:: Task to complete ::
Copy out all of the records below, swapping every "field tally" for "site count" and leaving everything else as it stands.

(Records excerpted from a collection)
==============================
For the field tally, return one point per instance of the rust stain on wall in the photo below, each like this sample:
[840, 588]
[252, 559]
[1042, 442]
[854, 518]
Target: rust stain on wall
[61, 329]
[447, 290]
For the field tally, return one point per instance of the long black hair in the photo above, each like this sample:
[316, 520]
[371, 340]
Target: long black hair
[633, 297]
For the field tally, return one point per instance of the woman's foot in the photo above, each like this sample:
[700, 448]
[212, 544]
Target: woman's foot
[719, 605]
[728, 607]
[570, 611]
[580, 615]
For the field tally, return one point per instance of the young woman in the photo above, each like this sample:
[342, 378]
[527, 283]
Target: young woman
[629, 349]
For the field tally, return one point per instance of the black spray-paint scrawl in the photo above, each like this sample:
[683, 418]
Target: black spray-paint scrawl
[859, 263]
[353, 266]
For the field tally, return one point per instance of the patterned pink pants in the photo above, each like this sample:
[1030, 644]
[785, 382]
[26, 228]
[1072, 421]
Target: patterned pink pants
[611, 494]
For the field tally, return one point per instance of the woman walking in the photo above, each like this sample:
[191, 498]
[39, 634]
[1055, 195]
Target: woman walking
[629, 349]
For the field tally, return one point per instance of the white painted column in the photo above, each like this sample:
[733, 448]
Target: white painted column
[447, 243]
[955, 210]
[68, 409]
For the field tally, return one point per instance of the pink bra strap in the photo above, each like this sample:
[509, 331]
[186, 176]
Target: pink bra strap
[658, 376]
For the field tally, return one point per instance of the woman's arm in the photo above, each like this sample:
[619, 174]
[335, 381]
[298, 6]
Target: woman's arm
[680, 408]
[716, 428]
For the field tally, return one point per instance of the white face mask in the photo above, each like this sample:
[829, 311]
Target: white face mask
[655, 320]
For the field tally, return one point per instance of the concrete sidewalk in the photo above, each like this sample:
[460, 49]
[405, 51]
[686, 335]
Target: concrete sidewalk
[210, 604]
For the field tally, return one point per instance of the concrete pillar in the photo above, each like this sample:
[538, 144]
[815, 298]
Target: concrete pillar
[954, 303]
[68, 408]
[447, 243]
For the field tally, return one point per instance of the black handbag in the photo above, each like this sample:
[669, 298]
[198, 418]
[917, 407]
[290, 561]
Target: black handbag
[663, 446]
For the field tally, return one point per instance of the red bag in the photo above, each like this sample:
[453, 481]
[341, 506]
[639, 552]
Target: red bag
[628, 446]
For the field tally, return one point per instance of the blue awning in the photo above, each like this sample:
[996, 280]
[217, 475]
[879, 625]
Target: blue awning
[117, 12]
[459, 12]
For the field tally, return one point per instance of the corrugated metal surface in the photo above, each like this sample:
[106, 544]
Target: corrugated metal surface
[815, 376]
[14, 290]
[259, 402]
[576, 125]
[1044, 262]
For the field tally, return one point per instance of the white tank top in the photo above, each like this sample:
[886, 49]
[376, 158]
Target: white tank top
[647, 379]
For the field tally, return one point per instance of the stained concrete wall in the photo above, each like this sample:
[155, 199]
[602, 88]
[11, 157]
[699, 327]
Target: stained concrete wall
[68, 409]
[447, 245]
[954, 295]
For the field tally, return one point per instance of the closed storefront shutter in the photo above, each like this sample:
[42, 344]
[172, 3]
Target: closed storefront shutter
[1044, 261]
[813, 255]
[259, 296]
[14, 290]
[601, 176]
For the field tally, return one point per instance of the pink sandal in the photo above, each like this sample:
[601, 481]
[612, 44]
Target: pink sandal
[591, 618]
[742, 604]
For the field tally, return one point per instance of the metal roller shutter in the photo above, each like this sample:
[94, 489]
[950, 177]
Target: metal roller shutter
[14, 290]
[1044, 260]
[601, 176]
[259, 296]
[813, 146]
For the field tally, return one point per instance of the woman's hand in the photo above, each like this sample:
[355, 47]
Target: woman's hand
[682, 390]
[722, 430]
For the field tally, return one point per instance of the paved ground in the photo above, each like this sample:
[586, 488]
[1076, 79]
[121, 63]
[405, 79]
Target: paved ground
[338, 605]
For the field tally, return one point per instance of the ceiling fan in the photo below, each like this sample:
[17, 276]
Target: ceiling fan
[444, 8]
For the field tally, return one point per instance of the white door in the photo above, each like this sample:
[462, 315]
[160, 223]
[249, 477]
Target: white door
==============================
:: Answer to the exercise ::
For the site count, return one point per instance of the rust stain on wall in the photo below, each like this sample:
[840, 588]
[252, 559]
[1042, 442]
[854, 518]
Target: rust stain on wall
[61, 329]
[447, 290]
For the site count, return one point per instance of the long black hair in the photo above, each like this sample:
[316, 520]
[371, 340]
Target: long black hair
[633, 297]
For the site count, return one point per instance of the woman's foot in the photo above, each like this sample:
[700, 448]
[212, 544]
Target: woman's foot
[719, 605]
[728, 607]
[570, 611]
[580, 615]
For the site count, return one point per instance of the young woman in the photo above, each like this sample:
[342, 378]
[527, 283]
Target: young woman
[629, 349]
For the site count, return one point per instance of the black spray-paint scrawl in the photo above, each like this sample:
[683, 418]
Target: black spray-paint scrawl
[859, 263]
[353, 266]
For the site count, return one point per instance of the patterned pink pants in the photo above, each like this sample:
[1030, 644]
[785, 382]
[26, 228]
[1072, 421]
Target: patterned pink pants
[611, 494]
For the site count, return one point per instance of the woman walking in the photo above, each like this sample:
[191, 498]
[39, 634]
[1055, 195]
Target: woman walking
[629, 349]
For the site count, return one point per instance of the white painted column in the photo above, each like this sample:
[733, 448]
Target: white painted column
[447, 243]
[955, 210]
[68, 409]
For the site count, return one point per instance of the pink bra strap in the photo above, each like this sample:
[509, 331]
[186, 176]
Target: pink bra strap
[658, 376]
For the site count, return one point per instance of the woman's arm in the photo above, each like this sample:
[619, 174]
[335, 381]
[298, 6]
Target: woman's arm
[680, 408]
[716, 428]
For the site count, return one point per instance of the white face mask in the photo above, each like this sample:
[829, 311]
Target: white face mask
[655, 320]
For the site count, return one point per instance of the concrete sidewalk in the photo above, each like this sample:
[460, 49]
[405, 51]
[686, 335]
Target: concrete sidewalk
[210, 604]
For the site count, return one point per instance of the concrete pillar in the photo above, each like this sample:
[538, 144]
[815, 298]
Target: concrete pillar
[954, 303]
[68, 408]
[447, 243]
For the site count, return one point per instance of the black handbag in the photo above, each like this sample:
[669, 298]
[198, 418]
[917, 407]
[290, 561]
Target: black handbag
[663, 446]
For the site count, return one point per instance of the red bag in the photo above, each like this sample:
[453, 481]
[341, 506]
[639, 552]
Target: red bag
[628, 446]
For the site count, return one point per instance of the blue awning in the photo above, each like this sample:
[996, 280]
[217, 475]
[879, 625]
Target: blue awning
[117, 12]
[459, 12]
For the site count, return one point per instance of the corrugated metal surface in the photo above, each like this sample:
[106, 544]
Target: corrugated metal surface
[815, 376]
[14, 290]
[259, 402]
[576, 125]
[1044, 262]
For the site count, return one point per instance of the white tank top in the photo above, each like this sample:
[886, 49]
[376, 158]
Target: white tank top
[647, 379]
For the site count, return one point per instance of the stained concrete wall in the photo above, each like this sample:
[155, 199]
[602, 88]
[11, 157]
[699, 327]
Target: stained concrete wall
[68, 409]
[447, 245]
[954, 295]
For the site count, return one point per instance of the closed storefront shutter in the photo above, each like this sample:
[42, 344]
[172, 3]
Target: closed storefront shutter
[1044, 261]
[813, 255]
[259, 296]
[14, 290]
[601, 176]
For the site count, return one point per instance of the pink sandal in the photo above, each like this sample:
[601, 481]
[612, 44]
Target: pink sandal
[591, 618]
[742, 604]
For the site count, return one point per instance of the metal roller shutter in the photo above, each like this sample:
[94, 489]
[950, 177]
Target: metal roller shutter
[14, 290]
[1044, 260]
[601, 176]
[259, 296]
[813, 146]
For the site count, return one point per instance of the woman's hand in the photo above, each like this sample:
[355, 47]
Target: woman's hand
[682, 390]
[722, 430]
For the site count, return one point per instance of the paved ground in the photo above, each like this sample:
[586, 488]
[1076, 79]
[121, 63]
[405, 79]
Target: paved ground
[338, 605]
For the site count, return one point per instance of the ceiling fan in the photo below, each like this sample:
[17, 276]
Target: ceiling fan
[444, 8]
For the site count, return one point per instance of the white door in the photo above, each like this sample:
[462, 315]
[160, 223]
[249, 477]
Target: white door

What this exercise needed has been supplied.